> **EXERCISE TASKS**
(A) Print the section of the Judges 15 passage that begins at the words "< Judges 15" and stops after the words "let him go in.".
(B) Carry on the Judges 15 passage from the point where it stops.

> **PAGE**
< Judges 15 >
1 Some time later when the wheat was being harvested, Samson went to pay his wife a visit, taking with him a young goat as a present. “I want to go to my wife in her bedroom,” he said when he arrived, but her father would not let him go in.
During the time that they harvested wheat, Samson took a young goat to Timnah as a present for his wife. He planned to sleep with [EUP] his wife, but her father would not let him go into [her room].
2 “I thought you must totally hate her, so I gave her to your best man,” he told Samson. “But her younger sister is even more attractive—why don't you marry her instead?”
He said to Samson, “I really thought that you hated her. So I gave her to the man who had been your best man at the wedding, and she married him. But look, her younger sister is [RHQ] more beautiful than she is. You can marry her!”
3 “This time I can't be blamed for the trouble I'm going to cause the Philistines,” Samson declared.
Samson replied, “No! And this time I have a right to get revenge on you Philistines!”
4 He went and caught three hundred foxes and tied their tails together, two by two.

[Stored data]
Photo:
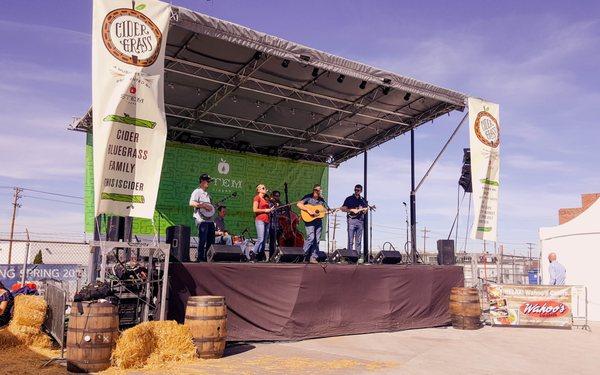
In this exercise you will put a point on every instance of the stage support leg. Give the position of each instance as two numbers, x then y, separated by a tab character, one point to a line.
366	221
413	201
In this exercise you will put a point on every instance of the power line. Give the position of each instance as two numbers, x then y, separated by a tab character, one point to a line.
53	200
50	193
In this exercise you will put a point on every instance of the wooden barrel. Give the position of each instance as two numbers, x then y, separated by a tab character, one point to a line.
206	316
91	336
465	310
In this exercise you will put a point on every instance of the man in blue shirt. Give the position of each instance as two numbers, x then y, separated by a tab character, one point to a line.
558	272
313	228
353	206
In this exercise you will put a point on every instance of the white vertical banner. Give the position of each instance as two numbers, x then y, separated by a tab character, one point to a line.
484	134
129	125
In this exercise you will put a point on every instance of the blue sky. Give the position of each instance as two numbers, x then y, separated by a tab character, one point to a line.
538	59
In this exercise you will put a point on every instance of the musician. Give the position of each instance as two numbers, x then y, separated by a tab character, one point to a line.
313	228
274	230
261	209
222	235
355	217
206	227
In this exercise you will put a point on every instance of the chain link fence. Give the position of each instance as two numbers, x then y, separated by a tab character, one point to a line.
43	261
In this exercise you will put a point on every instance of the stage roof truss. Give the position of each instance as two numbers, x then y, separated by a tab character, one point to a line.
310	105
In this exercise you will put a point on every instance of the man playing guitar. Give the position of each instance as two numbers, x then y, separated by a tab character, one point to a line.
200	200
355	206
314	227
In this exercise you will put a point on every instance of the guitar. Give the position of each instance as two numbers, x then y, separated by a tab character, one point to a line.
208	213
354	212
319	212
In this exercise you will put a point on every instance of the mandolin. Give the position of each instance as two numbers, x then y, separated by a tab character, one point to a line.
209	213
353	213
319	212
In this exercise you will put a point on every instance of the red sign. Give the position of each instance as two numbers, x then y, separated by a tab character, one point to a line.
544	309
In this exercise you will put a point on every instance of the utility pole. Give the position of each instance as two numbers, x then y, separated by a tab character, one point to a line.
16	205
425	236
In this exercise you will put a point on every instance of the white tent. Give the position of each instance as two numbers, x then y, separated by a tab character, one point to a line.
577	246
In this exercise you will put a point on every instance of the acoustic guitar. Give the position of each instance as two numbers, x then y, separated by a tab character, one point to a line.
319	212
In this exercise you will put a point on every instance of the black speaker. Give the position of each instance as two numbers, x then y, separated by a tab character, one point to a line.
288	255
119	228
388	257
178	237
225	253
345	255
465	177
446	252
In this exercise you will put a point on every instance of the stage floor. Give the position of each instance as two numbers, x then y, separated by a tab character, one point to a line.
300	301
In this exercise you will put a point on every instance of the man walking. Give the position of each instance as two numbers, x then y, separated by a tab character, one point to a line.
200	200
355	206
557	272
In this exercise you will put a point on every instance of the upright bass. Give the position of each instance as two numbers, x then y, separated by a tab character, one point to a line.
288	222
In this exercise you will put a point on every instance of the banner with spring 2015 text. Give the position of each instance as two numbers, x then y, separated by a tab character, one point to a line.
484	134
129	125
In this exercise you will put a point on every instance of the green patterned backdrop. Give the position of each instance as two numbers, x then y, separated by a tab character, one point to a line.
232	171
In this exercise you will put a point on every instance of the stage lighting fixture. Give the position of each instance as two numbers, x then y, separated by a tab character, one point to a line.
243	146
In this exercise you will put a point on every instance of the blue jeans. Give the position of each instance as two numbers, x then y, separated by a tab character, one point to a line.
262	231
355	229
311	244
206	237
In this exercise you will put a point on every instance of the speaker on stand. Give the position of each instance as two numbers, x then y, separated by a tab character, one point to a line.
446	252
178	237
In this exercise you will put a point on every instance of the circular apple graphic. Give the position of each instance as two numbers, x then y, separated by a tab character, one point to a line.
223	167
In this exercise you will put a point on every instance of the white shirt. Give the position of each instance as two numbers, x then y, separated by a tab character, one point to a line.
199	196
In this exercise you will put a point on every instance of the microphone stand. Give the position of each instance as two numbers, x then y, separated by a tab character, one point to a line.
406	244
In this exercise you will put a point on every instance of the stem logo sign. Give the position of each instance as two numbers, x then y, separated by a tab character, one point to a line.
131	37
487	129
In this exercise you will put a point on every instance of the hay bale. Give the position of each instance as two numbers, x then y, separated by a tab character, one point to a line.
25	326
153	345
29	311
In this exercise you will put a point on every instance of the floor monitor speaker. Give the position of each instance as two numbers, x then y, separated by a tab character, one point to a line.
289	255
345	255
225	253
388	257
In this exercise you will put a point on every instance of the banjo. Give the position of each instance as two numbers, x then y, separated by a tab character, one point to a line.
208	213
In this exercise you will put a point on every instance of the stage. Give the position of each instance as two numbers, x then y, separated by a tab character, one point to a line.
302	301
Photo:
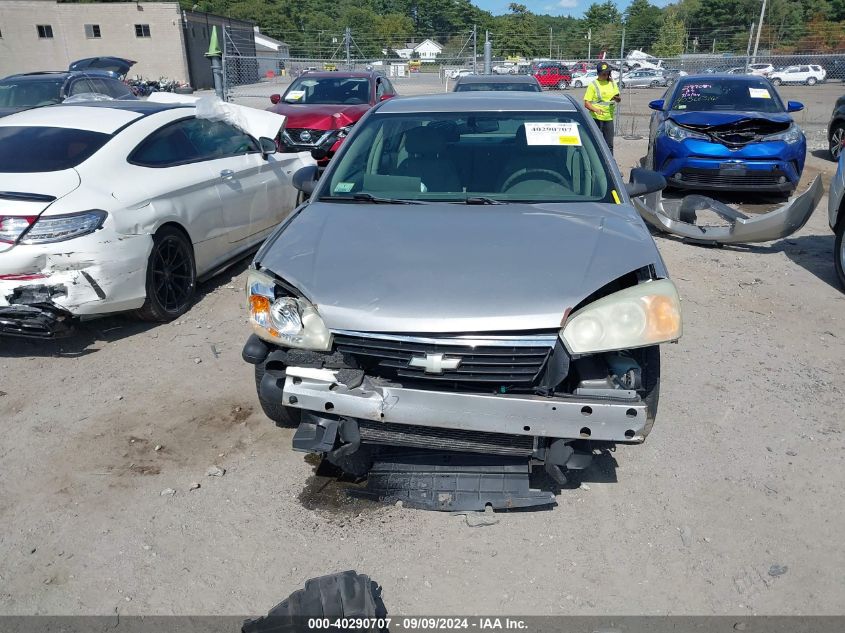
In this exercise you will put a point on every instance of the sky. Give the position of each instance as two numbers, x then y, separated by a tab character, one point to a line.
575	8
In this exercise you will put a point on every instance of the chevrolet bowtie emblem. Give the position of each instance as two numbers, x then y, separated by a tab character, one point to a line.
434	363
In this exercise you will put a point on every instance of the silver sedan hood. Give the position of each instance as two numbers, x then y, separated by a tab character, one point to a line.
455	268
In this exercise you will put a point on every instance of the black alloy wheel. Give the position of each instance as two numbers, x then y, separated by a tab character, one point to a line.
171	277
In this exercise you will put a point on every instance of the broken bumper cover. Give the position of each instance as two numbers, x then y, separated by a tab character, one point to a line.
742	229
320	391
42	287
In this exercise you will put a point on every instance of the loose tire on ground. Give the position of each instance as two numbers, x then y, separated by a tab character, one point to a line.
282	416
171	277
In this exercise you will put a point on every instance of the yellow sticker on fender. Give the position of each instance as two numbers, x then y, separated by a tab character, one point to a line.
552	134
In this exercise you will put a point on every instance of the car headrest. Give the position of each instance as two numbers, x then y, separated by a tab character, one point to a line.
425	140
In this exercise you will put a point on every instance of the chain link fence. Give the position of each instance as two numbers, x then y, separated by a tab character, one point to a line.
252	79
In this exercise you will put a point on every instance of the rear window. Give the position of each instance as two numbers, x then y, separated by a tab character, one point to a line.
37	149
30	93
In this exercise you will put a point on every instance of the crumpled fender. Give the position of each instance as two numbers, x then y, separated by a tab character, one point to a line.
743	229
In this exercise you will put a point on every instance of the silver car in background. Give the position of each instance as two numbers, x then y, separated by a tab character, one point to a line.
468	276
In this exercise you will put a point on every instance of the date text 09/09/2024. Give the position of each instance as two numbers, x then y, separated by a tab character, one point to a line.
414	624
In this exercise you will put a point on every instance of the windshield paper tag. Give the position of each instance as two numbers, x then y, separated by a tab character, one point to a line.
552	134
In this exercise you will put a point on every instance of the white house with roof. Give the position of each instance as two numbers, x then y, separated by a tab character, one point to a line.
427	50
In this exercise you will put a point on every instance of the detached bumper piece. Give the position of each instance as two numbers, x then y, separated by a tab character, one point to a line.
34	321
448	481
741	229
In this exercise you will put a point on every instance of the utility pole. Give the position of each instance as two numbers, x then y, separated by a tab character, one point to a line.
488	54
748	49
474	49
759	28
622	48
347	42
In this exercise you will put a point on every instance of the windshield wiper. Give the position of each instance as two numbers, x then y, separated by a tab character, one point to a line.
368	197
482	200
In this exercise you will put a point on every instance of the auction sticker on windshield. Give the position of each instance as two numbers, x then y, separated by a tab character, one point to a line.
552	134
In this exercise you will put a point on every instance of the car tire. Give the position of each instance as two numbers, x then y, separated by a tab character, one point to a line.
282	416
835	138
839	250
171	280
347	595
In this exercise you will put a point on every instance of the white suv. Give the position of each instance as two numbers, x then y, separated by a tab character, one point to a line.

> **RESPONSE LIST**
(A)
< Judges 15 >
1 Some time later when the wheat was being harvested, Samson went to pay his wife a visit, taking with him a young goat as a present. “I want to go to my wife in her bedroom,” he said when he arrived, but her father would not let him go in.

(B)
Then he went out [into the fields] and caught 300 foxes. He tied their tails together, two-by-two. He fastened torches to each pair of tails.
5 He attached a torch to each of the tied tails and set them on fire. Then he let them loose in the grain fields of the Philistines, setting fire to all the grain, harvested and unharvested, as well as the vineyards and olive groves.
Then he lit the torches and let the foxes run through the fields of the Philistines. The fire [from the torches] burned all the grain to the ground, including the grain that had been cut and piled in bundles. The fire also burned down their grapevines and their olive trees.
6 “Who did this?” the Philistines asked. “It was Samson, the son-in-law of the man from Timnah,” they were told. “That man gave Samson's wife to Samson's best man.” So the Philistines went and burned her and her father to death.
The Philistines asked, “Who did this?” Someone told them, “Samson did it. He married a woman from Timnah, but then his father-in-law gave her to the man who was Samson’s best man at the wedding, and she married him.” So the Philistines went [to Timnah] and got the woman and her father, and burned them to death.
7 Samson told them, “If this is the way you're going to act, then I won't stop until I take my revenge on you!”
Samson [found out about that, and he] said to them, “Because you have done this, I will not stop until I get revenge on you!”
8 He attacked them violently, killing them, and then left to go and live in a cave at the rock of Etam.
So he attacked the Philistines furiously, and killed many of them. Then he went [to hide] in a cave in the large rock at a place called Etam.
9 So the Philistine army came and camped in Judah, drawn up for battle near Lehi.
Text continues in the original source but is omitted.